## Problem details
Count the lines below that contain the string "player", and reply with the number alone.

(Items from a dataset)
_ _ _ _ _

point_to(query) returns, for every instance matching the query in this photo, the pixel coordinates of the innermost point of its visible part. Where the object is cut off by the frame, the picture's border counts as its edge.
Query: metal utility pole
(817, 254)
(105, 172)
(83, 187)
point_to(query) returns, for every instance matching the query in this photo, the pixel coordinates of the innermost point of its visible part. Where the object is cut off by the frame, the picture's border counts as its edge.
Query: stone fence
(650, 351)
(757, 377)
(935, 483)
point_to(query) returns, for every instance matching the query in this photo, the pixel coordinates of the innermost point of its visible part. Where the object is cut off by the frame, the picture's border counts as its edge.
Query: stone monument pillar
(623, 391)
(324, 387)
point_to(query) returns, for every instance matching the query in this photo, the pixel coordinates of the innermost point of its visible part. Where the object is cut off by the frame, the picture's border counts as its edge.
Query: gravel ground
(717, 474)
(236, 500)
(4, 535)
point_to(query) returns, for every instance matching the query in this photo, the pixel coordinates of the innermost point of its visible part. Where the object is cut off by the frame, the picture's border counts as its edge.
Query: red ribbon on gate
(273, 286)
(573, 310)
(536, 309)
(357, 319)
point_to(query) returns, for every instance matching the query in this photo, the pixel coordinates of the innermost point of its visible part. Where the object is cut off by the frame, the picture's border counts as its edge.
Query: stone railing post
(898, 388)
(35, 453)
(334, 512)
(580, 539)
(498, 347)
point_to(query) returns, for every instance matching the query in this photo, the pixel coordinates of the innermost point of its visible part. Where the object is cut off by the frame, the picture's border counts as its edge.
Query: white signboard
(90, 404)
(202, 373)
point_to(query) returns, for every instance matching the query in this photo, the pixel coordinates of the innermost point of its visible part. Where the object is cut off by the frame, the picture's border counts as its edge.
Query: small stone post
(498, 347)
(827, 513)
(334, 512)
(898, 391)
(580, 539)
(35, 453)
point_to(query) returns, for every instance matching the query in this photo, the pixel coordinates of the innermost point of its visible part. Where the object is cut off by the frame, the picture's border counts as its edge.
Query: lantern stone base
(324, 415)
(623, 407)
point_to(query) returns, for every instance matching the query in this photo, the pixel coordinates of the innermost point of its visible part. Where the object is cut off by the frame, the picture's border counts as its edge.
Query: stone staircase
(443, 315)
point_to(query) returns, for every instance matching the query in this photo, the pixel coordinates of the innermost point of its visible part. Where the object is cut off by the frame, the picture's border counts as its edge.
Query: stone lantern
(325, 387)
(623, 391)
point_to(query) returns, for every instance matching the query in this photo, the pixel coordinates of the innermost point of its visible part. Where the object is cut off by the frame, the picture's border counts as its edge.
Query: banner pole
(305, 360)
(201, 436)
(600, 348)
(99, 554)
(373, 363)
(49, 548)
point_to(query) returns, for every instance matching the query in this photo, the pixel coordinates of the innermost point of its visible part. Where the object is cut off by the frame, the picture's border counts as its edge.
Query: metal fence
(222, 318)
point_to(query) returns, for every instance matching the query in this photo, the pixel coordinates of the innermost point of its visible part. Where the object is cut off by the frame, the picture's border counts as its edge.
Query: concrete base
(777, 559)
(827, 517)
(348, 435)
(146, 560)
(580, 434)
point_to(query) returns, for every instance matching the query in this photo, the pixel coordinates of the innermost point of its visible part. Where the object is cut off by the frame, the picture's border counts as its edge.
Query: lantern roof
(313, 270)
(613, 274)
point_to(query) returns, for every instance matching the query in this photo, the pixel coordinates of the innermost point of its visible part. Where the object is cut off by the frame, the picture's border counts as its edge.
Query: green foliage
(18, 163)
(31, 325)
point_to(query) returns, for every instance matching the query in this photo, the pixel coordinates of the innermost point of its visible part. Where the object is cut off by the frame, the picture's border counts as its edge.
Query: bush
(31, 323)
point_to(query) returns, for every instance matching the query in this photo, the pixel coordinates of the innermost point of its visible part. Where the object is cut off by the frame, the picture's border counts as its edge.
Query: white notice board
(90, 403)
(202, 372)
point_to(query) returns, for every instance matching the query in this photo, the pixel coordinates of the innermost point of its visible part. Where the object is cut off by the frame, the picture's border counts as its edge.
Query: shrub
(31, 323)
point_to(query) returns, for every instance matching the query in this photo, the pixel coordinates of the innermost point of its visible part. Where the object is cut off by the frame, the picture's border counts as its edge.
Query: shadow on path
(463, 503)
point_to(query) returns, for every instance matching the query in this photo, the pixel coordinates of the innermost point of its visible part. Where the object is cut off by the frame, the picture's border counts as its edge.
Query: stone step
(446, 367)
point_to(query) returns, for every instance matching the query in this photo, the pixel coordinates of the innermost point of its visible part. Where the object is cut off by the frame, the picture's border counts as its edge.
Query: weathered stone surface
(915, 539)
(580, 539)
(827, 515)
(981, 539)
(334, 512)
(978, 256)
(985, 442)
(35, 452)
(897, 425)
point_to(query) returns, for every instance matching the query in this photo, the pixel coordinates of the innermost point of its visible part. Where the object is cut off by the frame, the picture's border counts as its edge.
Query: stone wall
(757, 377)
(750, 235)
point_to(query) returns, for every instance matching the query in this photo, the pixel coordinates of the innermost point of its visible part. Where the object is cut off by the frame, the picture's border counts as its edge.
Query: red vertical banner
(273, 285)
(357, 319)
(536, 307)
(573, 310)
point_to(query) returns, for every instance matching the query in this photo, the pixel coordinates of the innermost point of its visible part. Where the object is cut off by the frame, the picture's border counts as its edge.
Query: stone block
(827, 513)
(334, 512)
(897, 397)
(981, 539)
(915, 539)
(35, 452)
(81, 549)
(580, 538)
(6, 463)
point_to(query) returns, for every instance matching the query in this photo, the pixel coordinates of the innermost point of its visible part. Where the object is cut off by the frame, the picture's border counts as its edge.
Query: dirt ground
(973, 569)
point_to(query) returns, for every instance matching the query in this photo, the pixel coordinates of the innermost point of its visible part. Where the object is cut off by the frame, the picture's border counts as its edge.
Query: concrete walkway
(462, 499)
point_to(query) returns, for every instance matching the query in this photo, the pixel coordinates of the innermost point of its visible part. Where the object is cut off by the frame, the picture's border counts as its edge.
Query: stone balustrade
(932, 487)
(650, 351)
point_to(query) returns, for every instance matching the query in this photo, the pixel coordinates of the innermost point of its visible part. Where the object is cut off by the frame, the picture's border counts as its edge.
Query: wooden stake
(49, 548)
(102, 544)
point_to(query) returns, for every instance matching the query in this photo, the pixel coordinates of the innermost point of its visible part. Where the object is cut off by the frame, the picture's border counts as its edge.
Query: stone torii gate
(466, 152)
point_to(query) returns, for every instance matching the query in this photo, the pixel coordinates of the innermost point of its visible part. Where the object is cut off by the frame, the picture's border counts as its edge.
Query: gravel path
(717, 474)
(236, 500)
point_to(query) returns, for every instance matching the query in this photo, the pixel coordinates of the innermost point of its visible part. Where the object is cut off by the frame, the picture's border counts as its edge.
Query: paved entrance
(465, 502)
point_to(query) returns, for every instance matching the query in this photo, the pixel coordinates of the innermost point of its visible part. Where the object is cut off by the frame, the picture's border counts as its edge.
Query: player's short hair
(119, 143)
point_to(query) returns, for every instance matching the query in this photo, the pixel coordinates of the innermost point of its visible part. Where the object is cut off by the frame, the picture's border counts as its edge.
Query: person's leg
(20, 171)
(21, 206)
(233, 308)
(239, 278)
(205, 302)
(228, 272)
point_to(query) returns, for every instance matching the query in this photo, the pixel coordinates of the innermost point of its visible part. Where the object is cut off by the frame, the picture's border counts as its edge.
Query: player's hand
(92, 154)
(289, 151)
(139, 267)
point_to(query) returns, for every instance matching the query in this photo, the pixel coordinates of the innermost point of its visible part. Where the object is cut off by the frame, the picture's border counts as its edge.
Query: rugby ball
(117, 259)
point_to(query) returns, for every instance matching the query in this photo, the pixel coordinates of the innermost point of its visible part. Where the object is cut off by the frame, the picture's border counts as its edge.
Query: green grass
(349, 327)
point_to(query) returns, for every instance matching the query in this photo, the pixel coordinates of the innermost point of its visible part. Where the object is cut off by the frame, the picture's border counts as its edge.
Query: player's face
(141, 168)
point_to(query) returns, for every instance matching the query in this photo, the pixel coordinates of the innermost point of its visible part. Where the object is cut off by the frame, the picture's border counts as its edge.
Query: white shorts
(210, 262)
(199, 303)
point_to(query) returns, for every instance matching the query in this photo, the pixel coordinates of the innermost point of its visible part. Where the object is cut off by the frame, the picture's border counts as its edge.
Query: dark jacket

_ _ _ _ _

## Result of this task
3